Report the number of lines in the records below that contain the word "shrub". Give only the number.

=== Items ===
**********
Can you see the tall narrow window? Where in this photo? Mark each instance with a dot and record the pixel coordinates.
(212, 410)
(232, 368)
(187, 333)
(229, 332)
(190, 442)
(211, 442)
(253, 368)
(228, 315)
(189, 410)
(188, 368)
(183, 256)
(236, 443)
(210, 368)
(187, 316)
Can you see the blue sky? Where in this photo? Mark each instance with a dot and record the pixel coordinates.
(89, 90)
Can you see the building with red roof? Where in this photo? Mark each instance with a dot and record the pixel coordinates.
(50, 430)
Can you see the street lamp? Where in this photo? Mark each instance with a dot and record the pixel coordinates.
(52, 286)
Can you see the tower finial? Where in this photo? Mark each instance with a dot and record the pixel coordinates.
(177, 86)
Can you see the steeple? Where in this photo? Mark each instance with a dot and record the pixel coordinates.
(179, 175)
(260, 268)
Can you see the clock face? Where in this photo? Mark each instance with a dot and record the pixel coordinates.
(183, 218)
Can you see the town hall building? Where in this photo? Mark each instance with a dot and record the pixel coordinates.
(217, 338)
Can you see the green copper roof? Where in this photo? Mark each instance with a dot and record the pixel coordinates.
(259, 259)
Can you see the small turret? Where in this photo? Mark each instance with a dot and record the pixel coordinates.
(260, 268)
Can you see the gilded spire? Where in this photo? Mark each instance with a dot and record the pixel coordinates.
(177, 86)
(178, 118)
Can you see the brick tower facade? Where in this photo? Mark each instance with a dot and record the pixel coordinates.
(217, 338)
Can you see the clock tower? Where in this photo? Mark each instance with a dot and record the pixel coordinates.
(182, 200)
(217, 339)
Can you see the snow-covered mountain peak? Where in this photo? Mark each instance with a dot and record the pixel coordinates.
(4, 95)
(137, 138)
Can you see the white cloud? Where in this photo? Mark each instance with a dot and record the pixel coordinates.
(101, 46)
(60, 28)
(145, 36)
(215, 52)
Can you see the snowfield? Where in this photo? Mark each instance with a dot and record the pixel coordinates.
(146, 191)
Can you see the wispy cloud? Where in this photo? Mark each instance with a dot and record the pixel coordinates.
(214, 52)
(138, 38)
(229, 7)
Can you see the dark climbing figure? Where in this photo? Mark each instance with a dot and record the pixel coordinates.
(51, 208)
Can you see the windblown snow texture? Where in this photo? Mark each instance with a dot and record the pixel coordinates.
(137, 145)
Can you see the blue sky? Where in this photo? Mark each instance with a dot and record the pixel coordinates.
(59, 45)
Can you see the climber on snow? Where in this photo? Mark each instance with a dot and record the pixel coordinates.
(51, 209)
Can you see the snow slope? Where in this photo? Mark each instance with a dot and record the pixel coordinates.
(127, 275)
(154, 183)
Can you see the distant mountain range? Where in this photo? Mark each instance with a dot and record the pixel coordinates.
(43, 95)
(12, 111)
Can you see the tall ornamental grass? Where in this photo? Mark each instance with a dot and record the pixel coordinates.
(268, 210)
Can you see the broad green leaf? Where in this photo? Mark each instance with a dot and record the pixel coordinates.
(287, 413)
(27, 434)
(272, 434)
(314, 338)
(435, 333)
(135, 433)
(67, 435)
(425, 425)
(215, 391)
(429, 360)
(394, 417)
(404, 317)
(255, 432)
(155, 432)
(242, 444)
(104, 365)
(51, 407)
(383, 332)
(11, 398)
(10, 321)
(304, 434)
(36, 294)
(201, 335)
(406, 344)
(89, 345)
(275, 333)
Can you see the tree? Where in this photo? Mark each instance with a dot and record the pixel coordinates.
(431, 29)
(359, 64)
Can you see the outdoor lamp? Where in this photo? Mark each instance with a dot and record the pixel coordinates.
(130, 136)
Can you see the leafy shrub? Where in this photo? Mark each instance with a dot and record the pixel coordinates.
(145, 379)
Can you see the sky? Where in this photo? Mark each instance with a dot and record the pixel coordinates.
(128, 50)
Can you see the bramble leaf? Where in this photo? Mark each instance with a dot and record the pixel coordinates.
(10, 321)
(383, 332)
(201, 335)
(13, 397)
**********
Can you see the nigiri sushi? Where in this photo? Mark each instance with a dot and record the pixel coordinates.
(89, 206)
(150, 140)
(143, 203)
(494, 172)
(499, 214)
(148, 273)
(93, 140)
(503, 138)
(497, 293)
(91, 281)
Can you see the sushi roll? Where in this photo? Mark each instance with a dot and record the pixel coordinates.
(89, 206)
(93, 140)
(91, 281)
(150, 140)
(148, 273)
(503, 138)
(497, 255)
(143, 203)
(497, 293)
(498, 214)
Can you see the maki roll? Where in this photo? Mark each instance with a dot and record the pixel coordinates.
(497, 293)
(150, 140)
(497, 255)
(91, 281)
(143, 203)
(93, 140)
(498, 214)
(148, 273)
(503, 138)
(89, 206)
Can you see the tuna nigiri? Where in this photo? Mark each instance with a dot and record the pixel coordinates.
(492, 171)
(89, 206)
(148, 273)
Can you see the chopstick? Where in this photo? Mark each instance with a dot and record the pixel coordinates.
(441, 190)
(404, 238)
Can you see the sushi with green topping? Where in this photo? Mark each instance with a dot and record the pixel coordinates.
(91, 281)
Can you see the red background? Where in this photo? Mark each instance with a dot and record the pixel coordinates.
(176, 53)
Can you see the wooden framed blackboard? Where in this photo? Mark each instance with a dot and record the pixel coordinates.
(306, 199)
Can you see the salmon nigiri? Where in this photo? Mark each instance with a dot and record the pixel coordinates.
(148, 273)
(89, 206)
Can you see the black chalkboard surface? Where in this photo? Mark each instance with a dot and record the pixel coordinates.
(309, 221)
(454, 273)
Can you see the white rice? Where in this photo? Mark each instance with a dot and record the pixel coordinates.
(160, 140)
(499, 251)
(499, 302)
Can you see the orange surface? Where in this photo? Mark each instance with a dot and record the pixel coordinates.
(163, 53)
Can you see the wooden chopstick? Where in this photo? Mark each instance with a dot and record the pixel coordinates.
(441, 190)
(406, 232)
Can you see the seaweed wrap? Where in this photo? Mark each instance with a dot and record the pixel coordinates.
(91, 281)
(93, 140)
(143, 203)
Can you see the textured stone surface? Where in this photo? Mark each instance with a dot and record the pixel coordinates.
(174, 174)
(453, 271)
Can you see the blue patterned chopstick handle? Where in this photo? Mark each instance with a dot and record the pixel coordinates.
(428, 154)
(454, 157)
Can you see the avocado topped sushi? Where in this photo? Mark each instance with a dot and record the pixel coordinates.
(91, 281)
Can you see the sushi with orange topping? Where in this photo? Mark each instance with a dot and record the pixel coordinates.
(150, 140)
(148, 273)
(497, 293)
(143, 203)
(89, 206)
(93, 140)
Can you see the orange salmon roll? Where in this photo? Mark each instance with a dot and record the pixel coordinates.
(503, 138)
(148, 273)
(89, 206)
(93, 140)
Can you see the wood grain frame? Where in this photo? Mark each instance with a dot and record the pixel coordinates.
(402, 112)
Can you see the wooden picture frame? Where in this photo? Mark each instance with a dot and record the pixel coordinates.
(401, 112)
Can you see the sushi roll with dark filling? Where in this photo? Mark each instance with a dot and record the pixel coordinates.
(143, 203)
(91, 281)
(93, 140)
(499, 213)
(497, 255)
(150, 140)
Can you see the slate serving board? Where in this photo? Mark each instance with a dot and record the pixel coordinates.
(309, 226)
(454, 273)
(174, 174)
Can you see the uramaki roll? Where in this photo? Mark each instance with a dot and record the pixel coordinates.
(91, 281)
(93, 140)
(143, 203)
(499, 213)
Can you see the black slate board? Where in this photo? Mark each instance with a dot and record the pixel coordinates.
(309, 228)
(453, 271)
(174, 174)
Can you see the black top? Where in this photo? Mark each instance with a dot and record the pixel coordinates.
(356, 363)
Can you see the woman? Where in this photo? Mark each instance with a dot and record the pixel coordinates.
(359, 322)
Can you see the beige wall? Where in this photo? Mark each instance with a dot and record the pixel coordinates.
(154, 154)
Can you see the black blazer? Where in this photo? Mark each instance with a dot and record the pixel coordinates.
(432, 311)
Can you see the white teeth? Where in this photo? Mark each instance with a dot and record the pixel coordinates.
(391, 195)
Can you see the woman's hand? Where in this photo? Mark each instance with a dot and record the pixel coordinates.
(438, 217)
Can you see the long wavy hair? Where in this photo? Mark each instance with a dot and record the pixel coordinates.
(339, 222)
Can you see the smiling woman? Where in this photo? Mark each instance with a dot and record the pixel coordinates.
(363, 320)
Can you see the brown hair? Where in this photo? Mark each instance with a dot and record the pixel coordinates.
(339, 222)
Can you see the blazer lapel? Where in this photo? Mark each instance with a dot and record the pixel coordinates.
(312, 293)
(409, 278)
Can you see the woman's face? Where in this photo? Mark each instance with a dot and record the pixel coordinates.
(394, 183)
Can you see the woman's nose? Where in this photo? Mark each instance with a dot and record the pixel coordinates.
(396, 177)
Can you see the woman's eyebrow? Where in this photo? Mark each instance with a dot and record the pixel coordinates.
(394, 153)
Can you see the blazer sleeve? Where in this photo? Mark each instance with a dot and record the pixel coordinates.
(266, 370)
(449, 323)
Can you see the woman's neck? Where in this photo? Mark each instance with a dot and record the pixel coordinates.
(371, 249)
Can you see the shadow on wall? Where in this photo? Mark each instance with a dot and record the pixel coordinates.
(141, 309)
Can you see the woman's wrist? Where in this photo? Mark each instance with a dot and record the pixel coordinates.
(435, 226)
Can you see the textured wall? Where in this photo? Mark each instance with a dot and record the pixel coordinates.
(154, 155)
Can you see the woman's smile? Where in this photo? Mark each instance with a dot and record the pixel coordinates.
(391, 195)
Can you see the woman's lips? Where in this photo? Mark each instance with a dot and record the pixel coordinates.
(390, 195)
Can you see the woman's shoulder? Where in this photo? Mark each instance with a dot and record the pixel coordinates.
**********
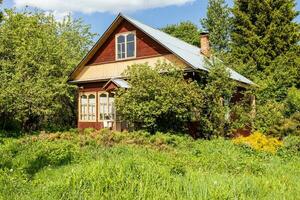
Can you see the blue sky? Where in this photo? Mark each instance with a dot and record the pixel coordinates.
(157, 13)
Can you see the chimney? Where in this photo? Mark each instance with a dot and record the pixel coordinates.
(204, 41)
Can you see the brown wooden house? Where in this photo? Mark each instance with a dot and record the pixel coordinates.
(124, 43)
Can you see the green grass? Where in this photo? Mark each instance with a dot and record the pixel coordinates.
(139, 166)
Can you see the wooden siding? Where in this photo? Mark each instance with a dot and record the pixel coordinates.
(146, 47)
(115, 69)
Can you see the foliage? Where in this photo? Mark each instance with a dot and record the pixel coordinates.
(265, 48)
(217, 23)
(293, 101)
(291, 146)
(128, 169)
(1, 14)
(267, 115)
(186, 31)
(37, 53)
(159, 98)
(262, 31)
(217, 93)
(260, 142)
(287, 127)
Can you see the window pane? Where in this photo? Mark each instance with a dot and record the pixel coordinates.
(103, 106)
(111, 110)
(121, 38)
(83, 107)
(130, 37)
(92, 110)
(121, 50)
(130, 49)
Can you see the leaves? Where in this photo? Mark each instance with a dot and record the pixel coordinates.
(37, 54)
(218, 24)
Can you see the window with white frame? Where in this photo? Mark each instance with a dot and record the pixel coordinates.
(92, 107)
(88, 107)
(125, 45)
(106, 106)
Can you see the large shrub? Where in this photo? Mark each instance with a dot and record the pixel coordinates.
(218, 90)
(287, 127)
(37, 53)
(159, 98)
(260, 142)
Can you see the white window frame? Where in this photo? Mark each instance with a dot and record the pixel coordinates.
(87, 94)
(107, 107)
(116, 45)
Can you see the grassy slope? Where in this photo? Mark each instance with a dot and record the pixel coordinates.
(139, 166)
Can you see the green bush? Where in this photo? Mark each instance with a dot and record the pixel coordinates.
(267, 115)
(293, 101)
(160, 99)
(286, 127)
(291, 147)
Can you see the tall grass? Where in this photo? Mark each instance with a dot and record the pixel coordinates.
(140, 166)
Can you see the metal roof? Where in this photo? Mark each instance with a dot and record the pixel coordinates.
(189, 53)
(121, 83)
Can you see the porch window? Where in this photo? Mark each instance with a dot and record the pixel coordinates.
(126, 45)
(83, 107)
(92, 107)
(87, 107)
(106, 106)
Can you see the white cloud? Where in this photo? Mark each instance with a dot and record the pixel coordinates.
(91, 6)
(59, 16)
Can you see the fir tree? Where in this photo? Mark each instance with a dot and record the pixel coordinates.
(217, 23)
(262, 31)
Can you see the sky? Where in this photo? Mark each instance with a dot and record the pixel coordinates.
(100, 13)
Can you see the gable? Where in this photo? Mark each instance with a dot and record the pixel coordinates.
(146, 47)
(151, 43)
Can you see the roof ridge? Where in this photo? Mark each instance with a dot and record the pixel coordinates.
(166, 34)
**********
=== Result of the task ===
2